Source text START

ADSM-L

Re: [ADSM-L] Recovering Linux TSM server from partial filesystem failure

2014-03-11 12:21:18
Subject: Re: [ADSM-L] Recovering Linux TSM server from partial filesystem failure
From: Chavdar Cholev <chavdar.cholev AT GMAIL DOT COM>
To: ADSM-L AT VM.MARIST DOT EDU
Date: Tue, 11 Mar 2014 18:18:45 +0200
Zoltan,
you can check db2diag log fir more info, I would start from there.
I am nor sure about TSM6.1 to TSM7.1, my main concern here is different
DB2 versions.
If you thing to rebuild TSM 6.1 on new HW by mounting LUNs from "old
crashed"  TSM it may work, and
after that to upgrade to TSM 7.1  I think it is possible.

Source text END
Source information START

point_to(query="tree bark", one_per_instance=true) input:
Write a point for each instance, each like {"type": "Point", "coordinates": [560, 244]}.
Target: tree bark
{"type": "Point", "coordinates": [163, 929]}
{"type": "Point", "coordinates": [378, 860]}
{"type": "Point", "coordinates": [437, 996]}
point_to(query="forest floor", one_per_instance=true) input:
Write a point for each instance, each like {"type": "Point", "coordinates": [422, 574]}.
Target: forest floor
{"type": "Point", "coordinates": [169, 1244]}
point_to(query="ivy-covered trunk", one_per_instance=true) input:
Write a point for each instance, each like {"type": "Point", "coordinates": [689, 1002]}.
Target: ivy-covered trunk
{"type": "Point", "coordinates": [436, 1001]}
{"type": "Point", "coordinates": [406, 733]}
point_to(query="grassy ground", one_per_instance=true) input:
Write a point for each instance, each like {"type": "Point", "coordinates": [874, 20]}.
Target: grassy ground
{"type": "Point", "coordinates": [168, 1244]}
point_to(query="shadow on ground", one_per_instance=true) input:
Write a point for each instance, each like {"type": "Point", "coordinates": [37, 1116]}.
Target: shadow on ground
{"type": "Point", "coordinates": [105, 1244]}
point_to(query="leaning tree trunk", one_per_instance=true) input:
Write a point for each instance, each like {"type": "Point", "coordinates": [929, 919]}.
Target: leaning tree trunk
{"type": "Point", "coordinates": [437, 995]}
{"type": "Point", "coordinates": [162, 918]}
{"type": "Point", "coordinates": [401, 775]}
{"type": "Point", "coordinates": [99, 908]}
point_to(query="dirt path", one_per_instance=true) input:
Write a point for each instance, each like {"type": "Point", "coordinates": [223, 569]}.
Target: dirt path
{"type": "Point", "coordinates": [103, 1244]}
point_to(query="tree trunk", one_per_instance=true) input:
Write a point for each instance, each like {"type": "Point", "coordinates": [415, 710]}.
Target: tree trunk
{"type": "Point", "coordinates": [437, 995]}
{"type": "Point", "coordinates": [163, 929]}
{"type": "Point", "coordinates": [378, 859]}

Source information END

Description of the task
In the forum reply, why is the writer unsure about going from TSM 6.1 to TSM 7.1, and what sequence of steps does the writer suggest instead?

Your response
The writer's main concern is that the two releases involve different DB2 versions. Instead, the writer suggests rebuilding TSM 6.1 on new hardware by mounting the LUNs from the crashed TSM server, which may work, and then upgrading to TSM 7.1, which the writer thinks is possible.